**Texte à analyser:**
* * * * *

A travers ses lettres, elle reprend goût à l’écriture, ses enfants l’encouragent à publier, et c’est ainsi que sort Le Récit de Margh, une histoire d’amour « magnifique, compliquée et dramatique » pendant la Seconde guerre mondiale, la tranche de vie d’une jeune fille qui raconte 4 ans « d’exil volontaire ».

Une résistance au féminin

Quand les Allemands annexent l’Alsace en 1940, Marguerite Mutterer part à Belfort pour poursuivre ses études en français, puis décroche une bourse à Paris pour devenir assistante sociale. Mais elle n’est pas devenue résistante du jour au lendemain, non par manque d’envie, mais par manque de réseau : « A Belfort, en 40, je côtoyais en classe des gamins résistants : ils réunissaient des armes dispersées et les cachaient dans les faux plafonds de la classe. Un jour, en cours de français, le plafond s’est effondré et les armes sont tombées sur le bureau du professeur, qui heureusement n’était pas encore arrivé. Mais je n’avais pas de relation dans ce milieu, ni à Belfort, ni à Paris. Et quand on demandait si on pouvait servir à quelque chose, on nous traitait comme des gamines… Puis il y a eu des bombardements à Belfort en 44, et on avait besoin d’aide pour s’occuper des blessés. J’y suis allée, j’ai rencontré une fille qui m’a demandé si je pouvais porter un message dans le maquis, j’ai accepté et puis j’ai rempli d’autres missions de renseignements », explique-t-elle. Pendant trois mois, elle est agent de liaison et doit passer entre les lignes de front des deux armées.

Dans ce livre, c’est ainsi la résistance au féminin qui se dévoile : « Dans la guerre de l’ombre, on ne connaissait pas nos noms à nous les femmes, on rend hommage aux grandes figures comme Lucie Aubrac, Germaine Tillion ou Berty Albrecht, mais il y a beaucoup de femmes qui ont été très actives, des anonymes, elles étaient la " femme de ", la " sœur de ", " la fille du renseignement... " » Heureusement, cela n’ a pas empêché ces « petits soldats » d’être récompensés comme les autres, et Marguerite Mutterer a reçu la Croix de Guerre pour ses actes de bravoures.

Libérer une souffrance

Après avoir terminé ses études à Paris, la jeune femme revient à Mulhouse en juillet 1945 où elle devient le fer de lance du centre de réadaptation, au départ un centre qui permet à 40 mutilés de guerre de re-trouver un emploi, aujourd’hui un des plus grands centres de rééducation professionnelle en France. Mais un autre combat l’attend, un combat plus intime, la maladie de sa mère, qui a « perdu la raison », après la naissance d’un de ses enfants, ce qu’on appellerait aujourd’hui une psychose puerpérale, des troubles psychiatriques apparaissant chez la femme enceinte.

* * * * *

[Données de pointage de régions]
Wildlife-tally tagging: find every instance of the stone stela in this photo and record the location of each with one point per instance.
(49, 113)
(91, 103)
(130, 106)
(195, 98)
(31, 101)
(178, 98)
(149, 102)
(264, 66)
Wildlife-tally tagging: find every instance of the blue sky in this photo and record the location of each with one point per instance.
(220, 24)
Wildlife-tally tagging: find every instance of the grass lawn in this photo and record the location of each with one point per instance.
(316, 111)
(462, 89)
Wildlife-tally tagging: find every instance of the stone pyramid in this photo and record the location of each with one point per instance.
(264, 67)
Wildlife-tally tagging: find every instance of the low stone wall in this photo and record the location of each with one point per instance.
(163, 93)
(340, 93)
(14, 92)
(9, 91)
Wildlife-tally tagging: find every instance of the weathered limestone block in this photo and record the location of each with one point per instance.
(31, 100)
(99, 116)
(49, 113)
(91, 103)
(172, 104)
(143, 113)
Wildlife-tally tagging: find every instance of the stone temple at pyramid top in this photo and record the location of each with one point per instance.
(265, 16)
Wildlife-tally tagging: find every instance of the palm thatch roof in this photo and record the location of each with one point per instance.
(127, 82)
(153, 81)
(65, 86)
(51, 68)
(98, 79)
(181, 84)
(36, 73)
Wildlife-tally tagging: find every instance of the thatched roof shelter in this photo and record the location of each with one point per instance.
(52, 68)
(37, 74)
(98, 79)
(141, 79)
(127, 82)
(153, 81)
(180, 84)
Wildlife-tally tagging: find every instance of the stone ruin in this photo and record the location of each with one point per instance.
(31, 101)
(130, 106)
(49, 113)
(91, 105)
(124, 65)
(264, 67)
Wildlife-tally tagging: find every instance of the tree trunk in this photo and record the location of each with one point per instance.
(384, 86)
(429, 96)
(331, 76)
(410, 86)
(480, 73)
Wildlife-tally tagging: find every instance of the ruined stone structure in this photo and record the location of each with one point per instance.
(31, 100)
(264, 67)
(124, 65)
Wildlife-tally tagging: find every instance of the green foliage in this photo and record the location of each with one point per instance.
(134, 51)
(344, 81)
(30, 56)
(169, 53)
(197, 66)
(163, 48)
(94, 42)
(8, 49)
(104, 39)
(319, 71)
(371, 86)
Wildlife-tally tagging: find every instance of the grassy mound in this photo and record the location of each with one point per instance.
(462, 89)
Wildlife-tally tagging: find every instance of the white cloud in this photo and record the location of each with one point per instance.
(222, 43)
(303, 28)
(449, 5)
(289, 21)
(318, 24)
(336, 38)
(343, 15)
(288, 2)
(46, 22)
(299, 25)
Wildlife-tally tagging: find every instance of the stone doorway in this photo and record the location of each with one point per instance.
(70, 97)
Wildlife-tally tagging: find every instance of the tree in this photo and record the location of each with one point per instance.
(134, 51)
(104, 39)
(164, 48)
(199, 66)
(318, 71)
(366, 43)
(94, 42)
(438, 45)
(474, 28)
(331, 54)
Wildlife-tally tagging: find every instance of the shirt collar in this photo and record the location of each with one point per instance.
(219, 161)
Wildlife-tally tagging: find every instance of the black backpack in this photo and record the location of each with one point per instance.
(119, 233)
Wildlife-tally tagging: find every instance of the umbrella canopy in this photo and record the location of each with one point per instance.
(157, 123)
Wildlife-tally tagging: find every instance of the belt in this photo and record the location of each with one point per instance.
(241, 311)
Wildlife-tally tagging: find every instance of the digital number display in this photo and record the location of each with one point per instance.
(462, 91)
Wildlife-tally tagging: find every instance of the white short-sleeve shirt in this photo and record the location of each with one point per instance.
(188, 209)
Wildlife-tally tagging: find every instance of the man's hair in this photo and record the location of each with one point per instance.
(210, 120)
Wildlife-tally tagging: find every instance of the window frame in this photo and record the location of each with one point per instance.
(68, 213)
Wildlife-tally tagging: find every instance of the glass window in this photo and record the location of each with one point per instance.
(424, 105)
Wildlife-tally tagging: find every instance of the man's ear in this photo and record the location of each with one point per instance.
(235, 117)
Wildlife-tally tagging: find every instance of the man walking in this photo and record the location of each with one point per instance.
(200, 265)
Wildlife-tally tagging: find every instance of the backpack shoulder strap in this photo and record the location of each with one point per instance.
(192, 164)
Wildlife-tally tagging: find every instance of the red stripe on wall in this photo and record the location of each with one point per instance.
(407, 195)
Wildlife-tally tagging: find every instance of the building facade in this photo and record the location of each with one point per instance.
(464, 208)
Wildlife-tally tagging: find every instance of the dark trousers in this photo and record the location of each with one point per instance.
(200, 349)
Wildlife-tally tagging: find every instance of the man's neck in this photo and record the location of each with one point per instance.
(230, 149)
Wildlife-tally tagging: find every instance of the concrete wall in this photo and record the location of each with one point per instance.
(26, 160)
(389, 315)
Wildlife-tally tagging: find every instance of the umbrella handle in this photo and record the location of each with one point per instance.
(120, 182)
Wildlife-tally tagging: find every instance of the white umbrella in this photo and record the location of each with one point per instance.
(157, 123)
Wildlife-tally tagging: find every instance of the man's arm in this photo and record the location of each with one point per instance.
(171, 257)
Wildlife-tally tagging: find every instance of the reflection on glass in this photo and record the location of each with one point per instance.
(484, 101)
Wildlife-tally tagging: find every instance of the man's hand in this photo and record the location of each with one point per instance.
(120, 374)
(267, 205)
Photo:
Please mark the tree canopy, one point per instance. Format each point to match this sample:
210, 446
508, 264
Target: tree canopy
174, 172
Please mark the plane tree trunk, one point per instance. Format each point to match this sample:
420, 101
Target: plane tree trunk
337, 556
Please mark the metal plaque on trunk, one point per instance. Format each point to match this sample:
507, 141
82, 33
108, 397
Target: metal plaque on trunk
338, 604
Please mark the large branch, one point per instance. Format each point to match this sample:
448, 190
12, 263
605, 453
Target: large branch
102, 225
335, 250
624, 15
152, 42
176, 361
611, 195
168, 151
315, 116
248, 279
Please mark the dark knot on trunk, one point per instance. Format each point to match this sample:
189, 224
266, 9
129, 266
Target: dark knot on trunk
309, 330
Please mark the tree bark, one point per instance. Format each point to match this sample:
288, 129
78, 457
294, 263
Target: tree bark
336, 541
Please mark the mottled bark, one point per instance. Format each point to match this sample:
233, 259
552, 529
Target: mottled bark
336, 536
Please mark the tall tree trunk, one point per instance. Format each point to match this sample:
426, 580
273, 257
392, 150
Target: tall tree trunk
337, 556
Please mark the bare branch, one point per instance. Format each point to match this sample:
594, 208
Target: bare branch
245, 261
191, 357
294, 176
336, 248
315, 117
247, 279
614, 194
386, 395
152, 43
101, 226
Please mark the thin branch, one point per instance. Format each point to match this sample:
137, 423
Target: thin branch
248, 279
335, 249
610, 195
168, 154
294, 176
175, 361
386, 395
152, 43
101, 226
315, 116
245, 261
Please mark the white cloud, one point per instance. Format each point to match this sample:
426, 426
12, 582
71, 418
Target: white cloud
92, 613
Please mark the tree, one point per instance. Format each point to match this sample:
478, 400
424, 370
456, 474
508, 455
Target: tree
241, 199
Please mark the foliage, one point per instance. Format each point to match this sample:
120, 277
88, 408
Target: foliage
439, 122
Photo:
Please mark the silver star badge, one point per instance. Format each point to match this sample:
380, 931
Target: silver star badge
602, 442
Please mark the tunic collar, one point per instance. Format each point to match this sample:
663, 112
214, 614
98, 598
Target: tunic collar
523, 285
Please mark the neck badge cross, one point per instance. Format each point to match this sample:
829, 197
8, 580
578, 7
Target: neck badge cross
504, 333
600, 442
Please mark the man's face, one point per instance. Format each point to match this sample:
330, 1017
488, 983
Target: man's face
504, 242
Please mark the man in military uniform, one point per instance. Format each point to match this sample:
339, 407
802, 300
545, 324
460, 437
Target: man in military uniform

* * * * *

Recopiez le passage du texte sur Marguerite Mutterer qui commence à « Libérer une souffrance » et se termine à « la femme enceinte. ».

**Réponse à la consigne:**
Libérer une souffrance

Après avoir terminé ses études à Paris, la jeune femme revient à Mulhouse en juillet 1945 où elle devient le fer de lance du centre de réadaptation, au départ un centre qui permet à 40 mutilés de guerre de re-trouver un emploi, aujourd’hui un des plus grands centres de rééducation professionnelle en France. Mais un autre combat l’attend, un combat plus intime, la maladie de sa mère, qui a « perdu la raison », après la naissance d’un de ses enfants, ce qu’on appellerait aujourd’hui une psychose puerpérale, des troubles psychiatriques apparaissant chez la femme enceinte.